Pick out each line in the listing that contains the string "head" and copy those lines.

▶ Dataset rows

_____

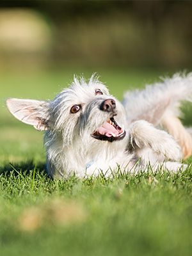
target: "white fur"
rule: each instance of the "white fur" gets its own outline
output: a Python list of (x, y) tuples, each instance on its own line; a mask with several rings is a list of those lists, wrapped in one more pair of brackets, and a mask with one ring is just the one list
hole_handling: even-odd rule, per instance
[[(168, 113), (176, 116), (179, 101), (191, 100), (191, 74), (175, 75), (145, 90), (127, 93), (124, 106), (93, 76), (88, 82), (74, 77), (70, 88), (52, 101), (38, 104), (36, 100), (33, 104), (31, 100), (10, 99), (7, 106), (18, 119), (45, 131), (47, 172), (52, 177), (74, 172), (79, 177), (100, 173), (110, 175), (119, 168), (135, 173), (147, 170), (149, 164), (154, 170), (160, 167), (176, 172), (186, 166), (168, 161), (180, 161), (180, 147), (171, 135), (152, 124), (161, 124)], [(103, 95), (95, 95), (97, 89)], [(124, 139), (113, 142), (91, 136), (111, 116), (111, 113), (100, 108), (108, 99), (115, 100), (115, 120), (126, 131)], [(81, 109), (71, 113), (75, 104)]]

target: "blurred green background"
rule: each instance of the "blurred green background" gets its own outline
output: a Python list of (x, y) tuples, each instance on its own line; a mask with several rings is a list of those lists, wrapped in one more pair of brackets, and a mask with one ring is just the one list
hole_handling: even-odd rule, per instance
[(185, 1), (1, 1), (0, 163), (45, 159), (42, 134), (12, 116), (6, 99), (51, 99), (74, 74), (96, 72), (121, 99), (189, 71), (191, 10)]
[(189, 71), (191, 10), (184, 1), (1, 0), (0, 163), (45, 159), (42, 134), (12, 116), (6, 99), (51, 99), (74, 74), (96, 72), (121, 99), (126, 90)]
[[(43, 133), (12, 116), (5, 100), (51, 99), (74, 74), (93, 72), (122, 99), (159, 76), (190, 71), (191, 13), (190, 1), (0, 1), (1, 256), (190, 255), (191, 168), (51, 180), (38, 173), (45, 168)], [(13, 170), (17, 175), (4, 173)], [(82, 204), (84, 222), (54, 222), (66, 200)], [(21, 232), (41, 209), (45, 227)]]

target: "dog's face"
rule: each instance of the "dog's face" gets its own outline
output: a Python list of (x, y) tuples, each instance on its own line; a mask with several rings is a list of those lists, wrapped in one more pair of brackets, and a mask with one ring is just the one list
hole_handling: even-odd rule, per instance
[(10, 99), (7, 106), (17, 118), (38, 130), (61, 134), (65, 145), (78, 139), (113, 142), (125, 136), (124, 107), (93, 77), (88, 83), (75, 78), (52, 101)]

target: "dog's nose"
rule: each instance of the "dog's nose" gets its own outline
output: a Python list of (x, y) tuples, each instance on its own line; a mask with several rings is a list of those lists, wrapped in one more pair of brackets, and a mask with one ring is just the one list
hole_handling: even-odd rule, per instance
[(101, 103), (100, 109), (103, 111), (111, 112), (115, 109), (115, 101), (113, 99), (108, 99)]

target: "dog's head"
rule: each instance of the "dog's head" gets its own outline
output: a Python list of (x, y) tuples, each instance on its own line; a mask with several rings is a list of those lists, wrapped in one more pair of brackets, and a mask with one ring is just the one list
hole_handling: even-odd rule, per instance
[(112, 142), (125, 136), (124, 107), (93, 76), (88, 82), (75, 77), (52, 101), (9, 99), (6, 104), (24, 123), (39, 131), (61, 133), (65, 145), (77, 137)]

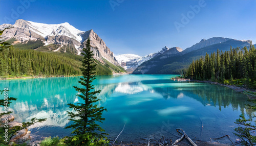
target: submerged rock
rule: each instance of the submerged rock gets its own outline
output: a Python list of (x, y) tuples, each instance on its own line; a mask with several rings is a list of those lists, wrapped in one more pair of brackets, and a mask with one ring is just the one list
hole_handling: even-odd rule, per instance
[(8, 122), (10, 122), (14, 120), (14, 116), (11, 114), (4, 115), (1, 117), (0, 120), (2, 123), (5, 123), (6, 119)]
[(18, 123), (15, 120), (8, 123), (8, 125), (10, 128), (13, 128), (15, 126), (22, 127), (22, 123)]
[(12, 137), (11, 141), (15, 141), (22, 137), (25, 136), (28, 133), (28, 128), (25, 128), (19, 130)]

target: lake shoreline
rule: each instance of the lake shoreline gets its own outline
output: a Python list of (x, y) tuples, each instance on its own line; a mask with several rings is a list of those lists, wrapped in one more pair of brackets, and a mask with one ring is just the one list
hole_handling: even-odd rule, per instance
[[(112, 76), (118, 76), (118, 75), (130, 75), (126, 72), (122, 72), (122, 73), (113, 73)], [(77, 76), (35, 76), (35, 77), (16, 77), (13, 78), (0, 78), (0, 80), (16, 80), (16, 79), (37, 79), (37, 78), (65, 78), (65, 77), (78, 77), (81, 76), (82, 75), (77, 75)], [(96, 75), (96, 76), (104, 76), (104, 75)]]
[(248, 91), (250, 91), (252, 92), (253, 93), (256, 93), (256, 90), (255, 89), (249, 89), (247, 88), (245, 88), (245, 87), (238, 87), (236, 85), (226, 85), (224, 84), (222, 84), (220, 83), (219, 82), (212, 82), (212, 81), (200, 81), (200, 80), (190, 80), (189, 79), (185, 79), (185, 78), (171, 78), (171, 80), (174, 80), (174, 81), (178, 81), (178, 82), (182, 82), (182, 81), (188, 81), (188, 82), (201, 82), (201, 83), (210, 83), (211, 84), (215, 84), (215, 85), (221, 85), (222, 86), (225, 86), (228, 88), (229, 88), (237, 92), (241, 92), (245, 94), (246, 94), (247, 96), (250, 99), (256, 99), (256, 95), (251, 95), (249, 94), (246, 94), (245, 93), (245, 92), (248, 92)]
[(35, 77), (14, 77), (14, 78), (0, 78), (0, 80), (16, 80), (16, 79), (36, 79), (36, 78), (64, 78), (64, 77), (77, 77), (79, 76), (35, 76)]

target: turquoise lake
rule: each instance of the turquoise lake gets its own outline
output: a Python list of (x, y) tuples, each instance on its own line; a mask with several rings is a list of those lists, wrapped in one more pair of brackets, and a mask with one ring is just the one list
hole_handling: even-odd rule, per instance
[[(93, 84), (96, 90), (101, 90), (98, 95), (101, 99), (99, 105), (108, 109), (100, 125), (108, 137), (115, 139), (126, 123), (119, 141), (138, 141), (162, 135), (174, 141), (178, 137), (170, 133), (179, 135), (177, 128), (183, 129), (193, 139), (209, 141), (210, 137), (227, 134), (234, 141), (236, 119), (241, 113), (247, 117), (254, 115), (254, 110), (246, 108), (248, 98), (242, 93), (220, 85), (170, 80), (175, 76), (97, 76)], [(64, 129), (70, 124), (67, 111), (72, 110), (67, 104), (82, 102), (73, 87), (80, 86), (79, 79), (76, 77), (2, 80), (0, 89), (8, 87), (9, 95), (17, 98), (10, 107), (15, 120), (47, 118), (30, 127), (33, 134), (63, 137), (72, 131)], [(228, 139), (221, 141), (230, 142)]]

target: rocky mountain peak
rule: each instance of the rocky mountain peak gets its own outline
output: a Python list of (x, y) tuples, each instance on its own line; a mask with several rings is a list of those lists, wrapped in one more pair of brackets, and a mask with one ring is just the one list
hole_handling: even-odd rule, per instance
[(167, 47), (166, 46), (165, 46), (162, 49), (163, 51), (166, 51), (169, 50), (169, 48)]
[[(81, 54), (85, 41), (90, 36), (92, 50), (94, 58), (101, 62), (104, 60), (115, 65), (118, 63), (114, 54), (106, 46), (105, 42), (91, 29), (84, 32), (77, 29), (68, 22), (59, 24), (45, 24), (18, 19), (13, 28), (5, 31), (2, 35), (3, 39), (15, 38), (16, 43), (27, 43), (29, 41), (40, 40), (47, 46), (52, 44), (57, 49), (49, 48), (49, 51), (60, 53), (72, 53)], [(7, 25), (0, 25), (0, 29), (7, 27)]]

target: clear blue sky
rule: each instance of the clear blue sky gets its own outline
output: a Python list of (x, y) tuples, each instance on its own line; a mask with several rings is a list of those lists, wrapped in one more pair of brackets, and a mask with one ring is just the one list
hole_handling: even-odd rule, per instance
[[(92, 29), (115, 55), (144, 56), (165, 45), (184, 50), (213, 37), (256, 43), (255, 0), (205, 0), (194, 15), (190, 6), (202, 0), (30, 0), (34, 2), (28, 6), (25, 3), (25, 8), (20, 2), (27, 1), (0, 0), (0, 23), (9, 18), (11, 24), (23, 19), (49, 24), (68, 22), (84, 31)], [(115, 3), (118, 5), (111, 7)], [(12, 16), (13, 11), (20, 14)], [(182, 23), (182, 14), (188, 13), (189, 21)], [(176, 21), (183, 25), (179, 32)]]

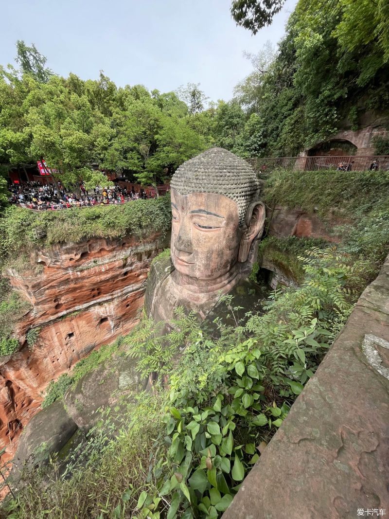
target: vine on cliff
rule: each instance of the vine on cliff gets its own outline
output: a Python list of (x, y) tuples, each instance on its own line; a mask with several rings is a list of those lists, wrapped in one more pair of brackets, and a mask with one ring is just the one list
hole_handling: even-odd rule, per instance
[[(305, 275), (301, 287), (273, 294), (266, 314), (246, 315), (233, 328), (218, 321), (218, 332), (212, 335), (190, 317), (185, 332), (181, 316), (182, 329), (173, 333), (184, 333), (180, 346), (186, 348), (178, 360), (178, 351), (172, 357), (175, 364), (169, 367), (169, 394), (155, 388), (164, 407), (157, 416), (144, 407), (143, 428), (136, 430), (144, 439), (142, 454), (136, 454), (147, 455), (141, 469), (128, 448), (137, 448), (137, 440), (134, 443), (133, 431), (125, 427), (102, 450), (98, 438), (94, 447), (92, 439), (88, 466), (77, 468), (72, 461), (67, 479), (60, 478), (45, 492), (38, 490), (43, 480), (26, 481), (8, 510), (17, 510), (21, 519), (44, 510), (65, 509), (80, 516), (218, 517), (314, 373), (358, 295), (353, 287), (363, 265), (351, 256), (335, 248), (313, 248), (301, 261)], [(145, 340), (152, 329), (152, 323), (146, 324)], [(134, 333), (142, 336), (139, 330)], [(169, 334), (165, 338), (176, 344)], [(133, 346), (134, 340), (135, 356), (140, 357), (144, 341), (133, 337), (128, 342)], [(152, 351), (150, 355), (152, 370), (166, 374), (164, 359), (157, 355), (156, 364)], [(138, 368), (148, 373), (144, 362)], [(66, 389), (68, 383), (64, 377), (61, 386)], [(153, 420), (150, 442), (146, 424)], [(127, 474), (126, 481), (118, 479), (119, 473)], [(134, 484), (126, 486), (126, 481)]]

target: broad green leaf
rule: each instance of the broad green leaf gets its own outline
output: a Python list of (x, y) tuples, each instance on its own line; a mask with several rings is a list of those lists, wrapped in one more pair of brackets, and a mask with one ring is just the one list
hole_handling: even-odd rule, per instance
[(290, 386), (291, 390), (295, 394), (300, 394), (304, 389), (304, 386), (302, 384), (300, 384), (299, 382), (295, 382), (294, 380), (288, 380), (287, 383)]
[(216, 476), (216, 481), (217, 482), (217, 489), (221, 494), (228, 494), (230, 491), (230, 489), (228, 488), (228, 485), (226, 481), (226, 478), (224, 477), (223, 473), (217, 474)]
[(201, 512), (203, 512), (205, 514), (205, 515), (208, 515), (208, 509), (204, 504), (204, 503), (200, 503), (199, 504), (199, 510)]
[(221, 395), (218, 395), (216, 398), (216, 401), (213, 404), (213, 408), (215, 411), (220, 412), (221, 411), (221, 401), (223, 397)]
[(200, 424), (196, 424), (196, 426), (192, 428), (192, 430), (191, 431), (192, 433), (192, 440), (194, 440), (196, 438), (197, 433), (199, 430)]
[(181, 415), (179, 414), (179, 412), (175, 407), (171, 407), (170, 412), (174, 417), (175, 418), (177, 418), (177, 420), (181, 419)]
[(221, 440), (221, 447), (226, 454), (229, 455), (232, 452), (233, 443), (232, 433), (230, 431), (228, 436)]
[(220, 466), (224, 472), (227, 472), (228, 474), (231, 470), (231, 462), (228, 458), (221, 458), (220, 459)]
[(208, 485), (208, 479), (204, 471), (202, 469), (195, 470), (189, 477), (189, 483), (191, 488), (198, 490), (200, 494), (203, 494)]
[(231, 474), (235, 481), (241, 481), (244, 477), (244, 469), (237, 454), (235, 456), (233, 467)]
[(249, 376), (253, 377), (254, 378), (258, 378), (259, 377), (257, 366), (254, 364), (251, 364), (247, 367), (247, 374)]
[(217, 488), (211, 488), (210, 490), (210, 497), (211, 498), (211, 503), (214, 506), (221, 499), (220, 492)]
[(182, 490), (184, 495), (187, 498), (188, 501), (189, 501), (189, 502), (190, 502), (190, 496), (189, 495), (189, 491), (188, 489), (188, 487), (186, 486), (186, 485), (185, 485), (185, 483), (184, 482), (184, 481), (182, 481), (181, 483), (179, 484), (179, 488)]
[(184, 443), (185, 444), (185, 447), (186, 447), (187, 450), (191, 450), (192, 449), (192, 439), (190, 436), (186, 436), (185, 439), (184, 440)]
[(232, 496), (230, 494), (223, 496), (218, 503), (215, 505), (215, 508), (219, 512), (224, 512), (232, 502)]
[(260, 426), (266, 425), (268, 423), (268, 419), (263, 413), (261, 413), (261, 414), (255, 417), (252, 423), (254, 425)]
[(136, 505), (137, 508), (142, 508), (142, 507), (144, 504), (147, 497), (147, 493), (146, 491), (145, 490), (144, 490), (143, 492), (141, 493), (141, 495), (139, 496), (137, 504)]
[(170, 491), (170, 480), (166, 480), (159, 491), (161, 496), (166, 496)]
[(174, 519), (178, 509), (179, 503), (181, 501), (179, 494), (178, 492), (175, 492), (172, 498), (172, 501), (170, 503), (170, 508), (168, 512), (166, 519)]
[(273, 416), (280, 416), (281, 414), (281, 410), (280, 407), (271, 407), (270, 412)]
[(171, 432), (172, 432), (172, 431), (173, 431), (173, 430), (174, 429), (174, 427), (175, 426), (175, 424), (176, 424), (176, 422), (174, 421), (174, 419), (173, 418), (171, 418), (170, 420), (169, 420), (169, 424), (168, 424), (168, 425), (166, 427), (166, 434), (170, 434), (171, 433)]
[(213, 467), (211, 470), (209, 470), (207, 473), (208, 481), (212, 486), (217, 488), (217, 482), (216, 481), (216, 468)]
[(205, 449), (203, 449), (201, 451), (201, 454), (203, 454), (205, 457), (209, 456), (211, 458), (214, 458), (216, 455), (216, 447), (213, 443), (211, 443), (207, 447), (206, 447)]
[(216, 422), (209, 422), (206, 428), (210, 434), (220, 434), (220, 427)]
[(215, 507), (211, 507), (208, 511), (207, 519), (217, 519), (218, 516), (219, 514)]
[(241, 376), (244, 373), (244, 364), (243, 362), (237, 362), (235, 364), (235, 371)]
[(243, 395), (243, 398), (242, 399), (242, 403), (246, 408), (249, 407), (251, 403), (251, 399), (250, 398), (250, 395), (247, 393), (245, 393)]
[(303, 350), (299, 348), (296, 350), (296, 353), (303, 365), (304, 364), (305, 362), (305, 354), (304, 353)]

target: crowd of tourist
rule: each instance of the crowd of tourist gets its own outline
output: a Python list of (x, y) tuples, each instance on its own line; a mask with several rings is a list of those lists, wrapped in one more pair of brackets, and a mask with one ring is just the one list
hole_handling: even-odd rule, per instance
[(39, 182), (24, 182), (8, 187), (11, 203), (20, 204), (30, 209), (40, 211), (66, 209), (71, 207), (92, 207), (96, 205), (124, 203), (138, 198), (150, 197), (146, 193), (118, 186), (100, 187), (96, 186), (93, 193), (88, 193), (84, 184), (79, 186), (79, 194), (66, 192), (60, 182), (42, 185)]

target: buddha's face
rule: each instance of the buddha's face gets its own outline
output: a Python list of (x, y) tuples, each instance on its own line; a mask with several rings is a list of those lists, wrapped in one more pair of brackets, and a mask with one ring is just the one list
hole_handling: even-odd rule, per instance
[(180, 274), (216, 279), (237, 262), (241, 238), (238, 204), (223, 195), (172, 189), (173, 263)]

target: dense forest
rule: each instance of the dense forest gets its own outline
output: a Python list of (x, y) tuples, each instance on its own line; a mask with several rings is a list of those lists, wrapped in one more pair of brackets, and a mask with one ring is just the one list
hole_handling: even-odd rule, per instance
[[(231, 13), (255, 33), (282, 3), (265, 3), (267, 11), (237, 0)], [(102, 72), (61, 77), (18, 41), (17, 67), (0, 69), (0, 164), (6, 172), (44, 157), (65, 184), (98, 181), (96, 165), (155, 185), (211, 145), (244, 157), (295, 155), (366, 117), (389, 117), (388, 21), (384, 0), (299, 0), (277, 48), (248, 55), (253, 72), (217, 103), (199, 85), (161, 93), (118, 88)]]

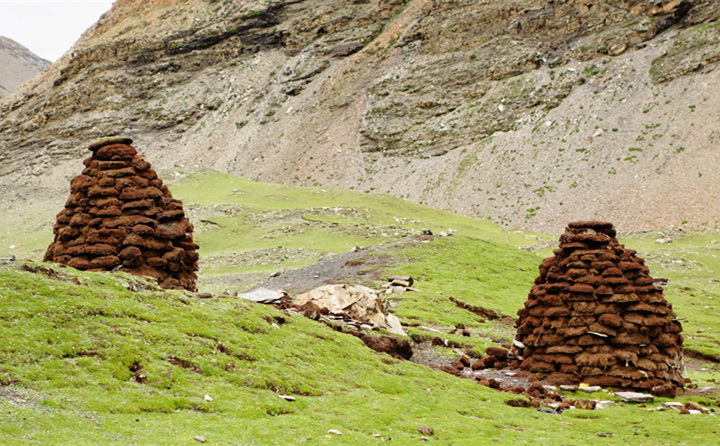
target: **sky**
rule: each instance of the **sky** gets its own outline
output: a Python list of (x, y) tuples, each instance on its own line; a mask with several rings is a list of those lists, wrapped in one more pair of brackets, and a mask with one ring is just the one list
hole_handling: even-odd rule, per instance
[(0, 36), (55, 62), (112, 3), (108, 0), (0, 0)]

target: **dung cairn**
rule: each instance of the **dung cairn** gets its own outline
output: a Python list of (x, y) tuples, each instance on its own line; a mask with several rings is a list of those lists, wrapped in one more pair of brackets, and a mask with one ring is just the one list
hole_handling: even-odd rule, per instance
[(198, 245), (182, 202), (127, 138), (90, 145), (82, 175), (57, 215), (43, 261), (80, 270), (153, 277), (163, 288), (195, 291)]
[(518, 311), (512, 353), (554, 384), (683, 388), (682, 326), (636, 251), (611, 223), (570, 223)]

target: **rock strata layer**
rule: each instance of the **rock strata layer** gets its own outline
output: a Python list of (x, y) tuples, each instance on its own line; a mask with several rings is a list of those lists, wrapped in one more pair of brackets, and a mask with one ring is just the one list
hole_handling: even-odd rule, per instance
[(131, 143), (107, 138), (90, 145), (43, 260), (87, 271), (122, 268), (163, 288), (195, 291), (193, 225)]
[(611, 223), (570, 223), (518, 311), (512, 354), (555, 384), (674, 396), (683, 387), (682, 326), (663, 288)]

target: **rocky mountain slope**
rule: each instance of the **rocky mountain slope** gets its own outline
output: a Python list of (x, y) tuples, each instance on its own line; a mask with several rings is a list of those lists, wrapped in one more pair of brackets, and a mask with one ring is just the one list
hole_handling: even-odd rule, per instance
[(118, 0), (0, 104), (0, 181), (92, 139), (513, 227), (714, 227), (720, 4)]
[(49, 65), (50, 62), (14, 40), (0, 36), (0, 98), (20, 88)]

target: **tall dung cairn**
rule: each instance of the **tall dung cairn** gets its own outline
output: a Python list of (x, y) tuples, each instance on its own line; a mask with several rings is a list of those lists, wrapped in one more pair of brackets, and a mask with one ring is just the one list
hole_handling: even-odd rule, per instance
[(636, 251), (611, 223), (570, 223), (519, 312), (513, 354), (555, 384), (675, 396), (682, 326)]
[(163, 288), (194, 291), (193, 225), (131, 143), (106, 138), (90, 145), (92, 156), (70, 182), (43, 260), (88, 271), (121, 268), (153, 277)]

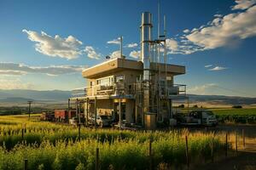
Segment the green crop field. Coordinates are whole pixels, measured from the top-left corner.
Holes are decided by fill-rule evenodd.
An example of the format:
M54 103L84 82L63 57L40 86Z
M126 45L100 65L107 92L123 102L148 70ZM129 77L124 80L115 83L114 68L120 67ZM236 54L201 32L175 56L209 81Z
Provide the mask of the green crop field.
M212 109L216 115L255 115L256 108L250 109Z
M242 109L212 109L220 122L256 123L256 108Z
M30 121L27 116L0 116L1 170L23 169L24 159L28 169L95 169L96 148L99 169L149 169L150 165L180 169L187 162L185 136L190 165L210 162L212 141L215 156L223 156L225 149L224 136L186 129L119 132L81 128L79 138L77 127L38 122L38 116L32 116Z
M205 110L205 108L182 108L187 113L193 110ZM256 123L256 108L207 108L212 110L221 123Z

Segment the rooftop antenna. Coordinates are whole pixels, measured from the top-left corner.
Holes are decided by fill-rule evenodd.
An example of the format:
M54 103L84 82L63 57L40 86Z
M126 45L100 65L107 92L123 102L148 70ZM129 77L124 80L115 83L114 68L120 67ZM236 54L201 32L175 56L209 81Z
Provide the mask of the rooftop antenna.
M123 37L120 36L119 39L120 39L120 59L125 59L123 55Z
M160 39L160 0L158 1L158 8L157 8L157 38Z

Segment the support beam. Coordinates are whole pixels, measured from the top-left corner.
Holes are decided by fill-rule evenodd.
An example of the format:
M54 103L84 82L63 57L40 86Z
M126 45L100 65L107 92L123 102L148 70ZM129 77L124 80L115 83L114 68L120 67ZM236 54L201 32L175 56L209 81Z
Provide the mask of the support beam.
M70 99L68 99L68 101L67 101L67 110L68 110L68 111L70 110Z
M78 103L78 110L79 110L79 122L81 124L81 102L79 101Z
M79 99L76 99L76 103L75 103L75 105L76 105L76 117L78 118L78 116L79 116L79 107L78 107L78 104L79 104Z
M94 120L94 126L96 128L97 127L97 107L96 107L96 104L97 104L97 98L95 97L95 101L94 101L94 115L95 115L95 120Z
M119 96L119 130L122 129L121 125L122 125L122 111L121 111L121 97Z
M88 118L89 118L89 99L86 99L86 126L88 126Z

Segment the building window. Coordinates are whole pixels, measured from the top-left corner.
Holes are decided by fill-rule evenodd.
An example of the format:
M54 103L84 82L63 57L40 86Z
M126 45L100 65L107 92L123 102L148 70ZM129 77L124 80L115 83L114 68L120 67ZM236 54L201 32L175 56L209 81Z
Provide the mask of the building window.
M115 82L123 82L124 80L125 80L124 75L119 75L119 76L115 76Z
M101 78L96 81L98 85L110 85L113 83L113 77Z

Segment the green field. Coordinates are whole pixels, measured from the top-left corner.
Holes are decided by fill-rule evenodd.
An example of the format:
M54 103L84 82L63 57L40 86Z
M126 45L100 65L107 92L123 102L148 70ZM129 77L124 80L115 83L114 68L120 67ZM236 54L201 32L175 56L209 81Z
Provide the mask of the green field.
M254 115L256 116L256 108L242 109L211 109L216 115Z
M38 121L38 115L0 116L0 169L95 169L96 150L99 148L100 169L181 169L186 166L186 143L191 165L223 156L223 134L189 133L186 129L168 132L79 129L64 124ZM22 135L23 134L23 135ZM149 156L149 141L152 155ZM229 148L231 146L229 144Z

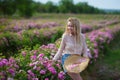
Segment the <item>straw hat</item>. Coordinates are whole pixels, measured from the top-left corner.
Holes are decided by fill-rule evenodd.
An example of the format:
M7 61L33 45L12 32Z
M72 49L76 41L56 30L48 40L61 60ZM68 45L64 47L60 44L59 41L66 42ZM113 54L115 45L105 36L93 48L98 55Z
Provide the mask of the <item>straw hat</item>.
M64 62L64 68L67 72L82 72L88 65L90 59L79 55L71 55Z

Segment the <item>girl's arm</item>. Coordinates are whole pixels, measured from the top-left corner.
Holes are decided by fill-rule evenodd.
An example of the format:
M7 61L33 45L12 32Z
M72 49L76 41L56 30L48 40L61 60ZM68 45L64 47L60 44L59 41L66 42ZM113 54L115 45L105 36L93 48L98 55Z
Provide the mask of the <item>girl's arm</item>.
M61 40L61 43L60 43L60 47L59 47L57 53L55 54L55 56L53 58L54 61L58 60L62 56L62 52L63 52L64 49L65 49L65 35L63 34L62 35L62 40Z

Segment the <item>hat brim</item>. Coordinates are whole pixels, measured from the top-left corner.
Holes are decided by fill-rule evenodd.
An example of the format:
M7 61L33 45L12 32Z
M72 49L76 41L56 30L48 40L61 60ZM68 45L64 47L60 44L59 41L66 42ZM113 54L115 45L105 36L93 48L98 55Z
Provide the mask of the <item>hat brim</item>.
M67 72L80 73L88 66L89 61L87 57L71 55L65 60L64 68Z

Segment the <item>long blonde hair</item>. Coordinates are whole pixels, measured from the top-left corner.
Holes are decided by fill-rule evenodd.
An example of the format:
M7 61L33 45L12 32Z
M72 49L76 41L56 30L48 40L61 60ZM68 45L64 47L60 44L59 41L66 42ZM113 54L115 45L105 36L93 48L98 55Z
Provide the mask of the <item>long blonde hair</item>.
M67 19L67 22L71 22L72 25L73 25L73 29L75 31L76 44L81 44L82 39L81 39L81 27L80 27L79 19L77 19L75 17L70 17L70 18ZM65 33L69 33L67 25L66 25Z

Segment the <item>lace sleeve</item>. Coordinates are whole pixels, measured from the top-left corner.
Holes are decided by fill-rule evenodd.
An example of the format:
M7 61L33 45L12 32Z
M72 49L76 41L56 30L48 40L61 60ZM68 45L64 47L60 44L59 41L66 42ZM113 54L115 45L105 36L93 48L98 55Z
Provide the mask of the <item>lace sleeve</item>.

_____

▶ Solution below
target: "dog's head"
rule: each instance of the "dog's head" gets its own outline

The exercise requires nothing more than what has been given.